I'd like the data below restated word for word, with the pictures left out.

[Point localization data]
::::::

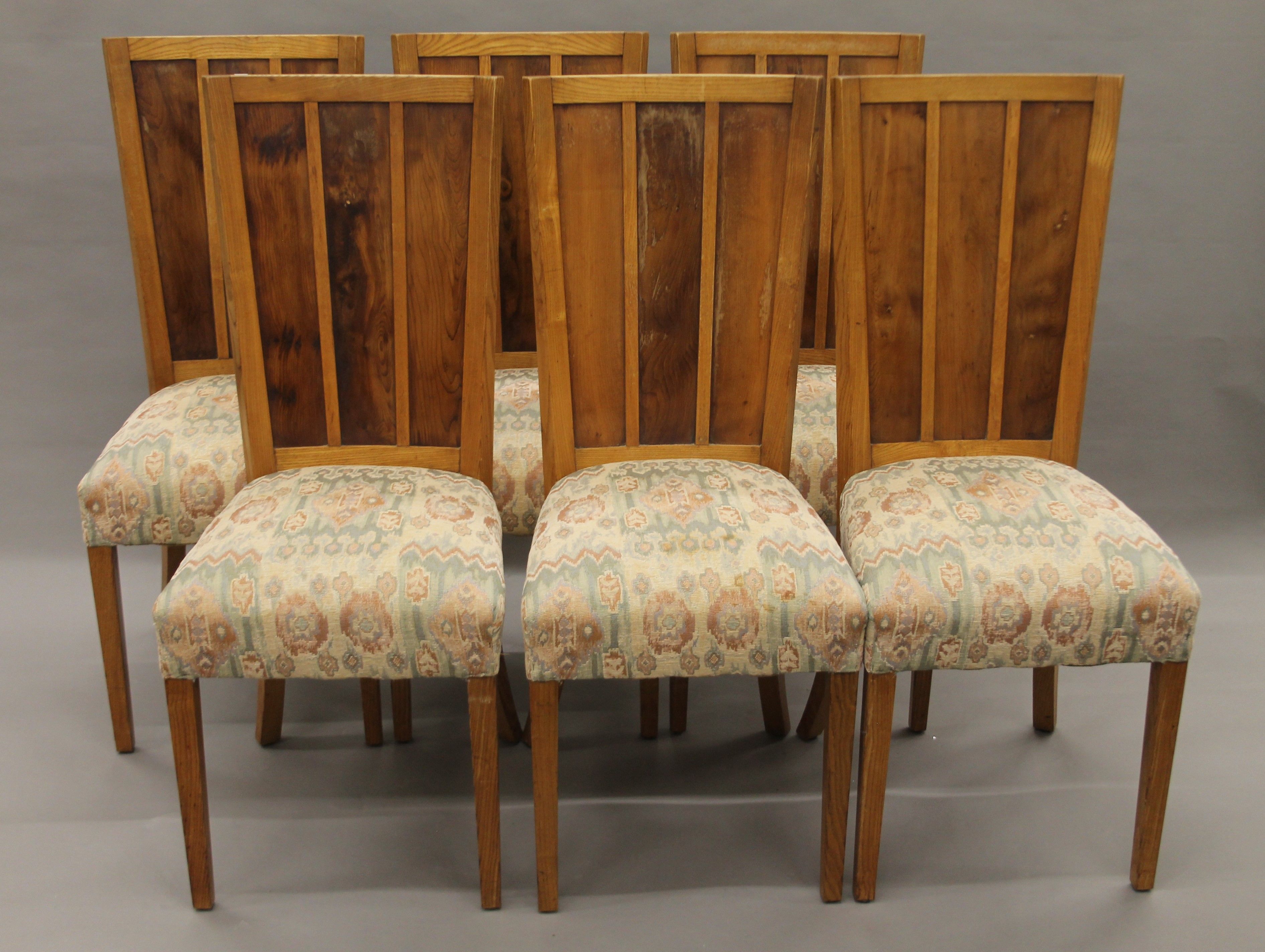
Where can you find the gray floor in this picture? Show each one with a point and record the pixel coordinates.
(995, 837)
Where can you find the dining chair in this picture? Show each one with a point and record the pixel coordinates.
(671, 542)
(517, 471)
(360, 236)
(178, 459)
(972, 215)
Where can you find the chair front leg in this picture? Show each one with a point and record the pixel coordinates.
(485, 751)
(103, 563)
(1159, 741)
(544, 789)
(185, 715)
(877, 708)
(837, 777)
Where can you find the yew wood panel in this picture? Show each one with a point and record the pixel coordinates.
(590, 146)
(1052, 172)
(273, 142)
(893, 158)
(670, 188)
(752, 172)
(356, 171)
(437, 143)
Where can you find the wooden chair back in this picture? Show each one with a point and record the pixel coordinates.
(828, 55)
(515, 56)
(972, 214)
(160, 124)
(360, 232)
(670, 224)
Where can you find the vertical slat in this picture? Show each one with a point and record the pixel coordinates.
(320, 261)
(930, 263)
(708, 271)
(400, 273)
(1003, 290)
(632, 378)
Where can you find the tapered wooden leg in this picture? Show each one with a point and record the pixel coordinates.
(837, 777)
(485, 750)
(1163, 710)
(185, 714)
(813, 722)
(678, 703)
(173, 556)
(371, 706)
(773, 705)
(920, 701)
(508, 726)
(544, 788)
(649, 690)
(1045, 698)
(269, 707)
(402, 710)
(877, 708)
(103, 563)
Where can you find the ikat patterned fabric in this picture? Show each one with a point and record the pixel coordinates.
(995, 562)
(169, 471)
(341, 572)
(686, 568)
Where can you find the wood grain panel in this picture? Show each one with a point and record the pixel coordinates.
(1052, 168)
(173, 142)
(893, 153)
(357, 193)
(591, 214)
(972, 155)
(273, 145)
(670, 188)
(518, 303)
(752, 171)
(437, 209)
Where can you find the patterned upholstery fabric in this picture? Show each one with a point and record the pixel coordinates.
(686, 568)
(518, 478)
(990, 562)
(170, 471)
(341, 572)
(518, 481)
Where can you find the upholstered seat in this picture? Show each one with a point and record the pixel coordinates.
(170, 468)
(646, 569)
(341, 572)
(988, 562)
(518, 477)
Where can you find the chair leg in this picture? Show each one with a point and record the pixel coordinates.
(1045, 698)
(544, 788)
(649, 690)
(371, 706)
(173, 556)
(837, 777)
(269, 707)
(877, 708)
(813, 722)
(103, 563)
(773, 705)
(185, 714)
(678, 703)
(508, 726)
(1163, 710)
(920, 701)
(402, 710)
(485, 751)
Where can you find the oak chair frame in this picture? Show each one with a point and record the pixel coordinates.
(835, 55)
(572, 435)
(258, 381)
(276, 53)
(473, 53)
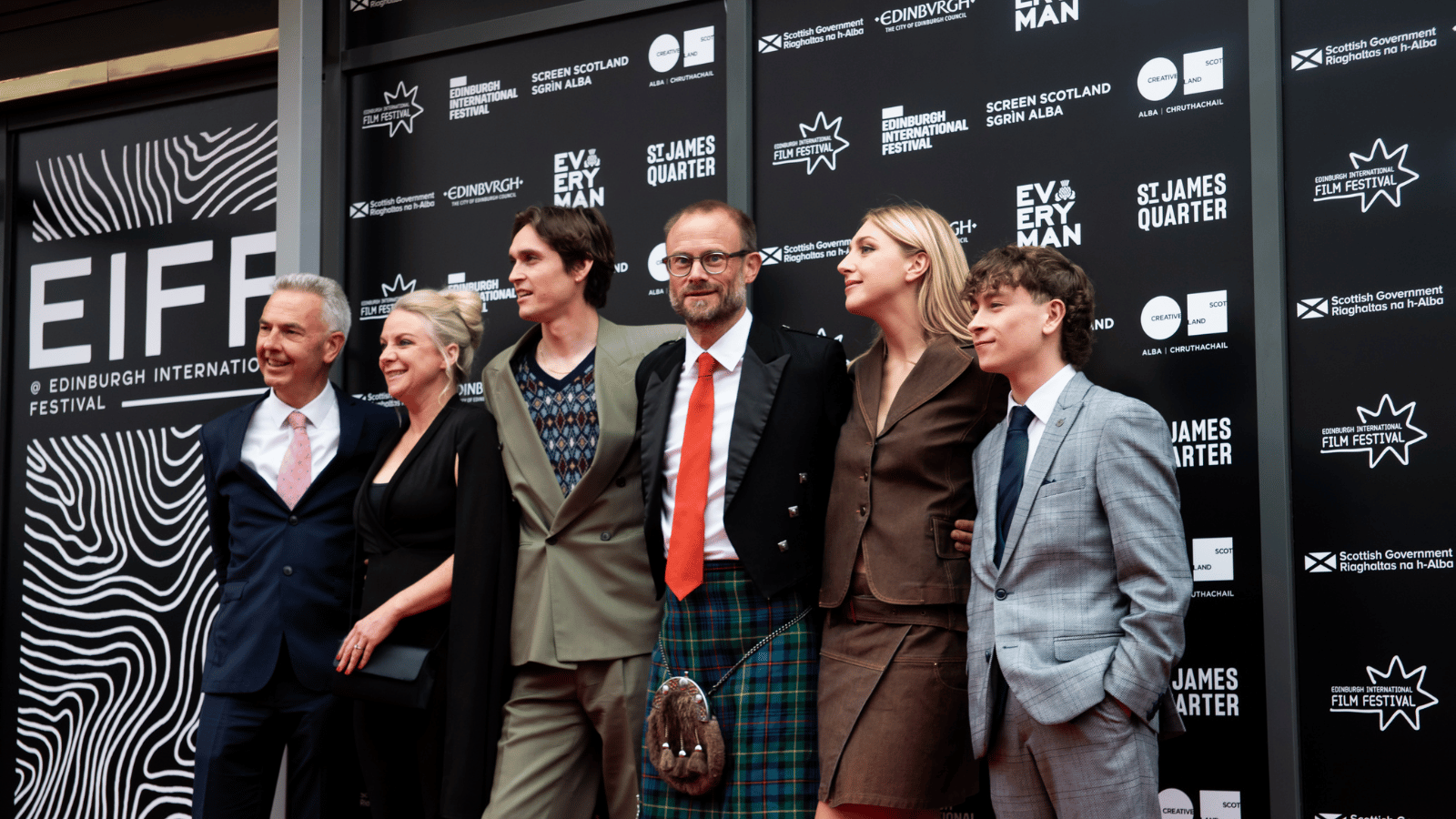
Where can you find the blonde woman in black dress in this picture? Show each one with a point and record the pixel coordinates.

::::::

▶ **Written solution**
Where can you find the gray floor in this picture? Show each one with a point and record the pixel coordinates.
(995, 837)
Where can you find the dining chair in this picture? Show each one with a point and record the pixel coordinates.
(671, 542)
(517, 471)
(360, 236)
(178, 459)
(972, 215)
Where can you find the chair front leg in this picture? Show each one with a point and record the pixel coordinates.
(485, 751)
(103, 563)
(1159, 741)
(544, 789)
(185, 715)
(877, 708)
(837, 777)
Where can you find the yew wood panel in this picture? Show each one with a point and record the pixel coordinates.
(590, 146)
(1052, 172)
(273, 142)
(893, 158)
(670, 188)
(752, 172)
(356, 171)
(437, 143)
Where can you find the wooden chair back in this picture? Show each one with a point and record the pixel coordinates.
(828, 55)
(515, 56)
(972, 214)
(160, 124)
(360, 232)
(670, 224)
Where can you find the vertical slat in this picture? Show each one with a point and record the pixel coordinates.
(320, 261)
(930, 263)
(708, 271)
(400, 273)
(1003, 290)
(632, 378)
Where can you find the tapered wooden leg in this picture? Show each one with a point and record the pixel coordinates.
(837, 777)
(485, 750)
(1163, 710)
(185, 714)
(813, 722)
(678, 703)
(173, 556)
(371, 706)
(773, 705)
(920, 701)
(508, 726)
(544, 788)
(649, 690)
(1045, 698)
(269, 707)
(402, 710)
(877, 708)
(103, 563)
Where can you find the ikat patterned fabric in this picture? Show each one with a point and record the pixel coordinates.
(995, 562)
(169, 471)
(341, 572)
(686, 568)
Where can you find the wood grain panel in this picture? Show each one with a point and record the pixel coordinates.
(1052, 168)
(173, 142)
(893, 153)
(357, 193)
(591, 214)
(972, 155)
(273, 145)
(670, 188)
(518, 303)
(752, 171)
(437, 209)
Where can you find the patterned upholstery fabric in this picture? Show each one with a point and record the pixel coordinates.
(686, 568)
(518, 478)
(990, 562)
(170, 471)
(341, 572)
(518, 481)
Where can you find the upholstered seat in this picture? Show each one with a point and record the pixel coordinates.
(170, 468)
(646, 569)
(341, 572)
(988, 562)
(518, 477)
Where can you find the chair leg in this picture? Show each one with a point and record the pixel coordinates.
(1045, 698)
(544, 788)
(649, 690)
(371, 706)
(173, 556)
(837, 777)
(269, 707)
(877, 708)
(813, 722)
(103, 563)
(773, 705)
(185, 714)
(678, 703)
(508, 726)
(1163, 710)
(920, 701)
(402, 710)
(485, 751)
Where can you find the oak chair frame in this picture? Show each one with a point and record the pixel coordinates.
(835, 55)
(572, 435)
(258, 381)
(276, 53)
(473, 53)
Where can you find the blonde woman in black dress in this picture? Show each one with a point and record the pixel coordinates.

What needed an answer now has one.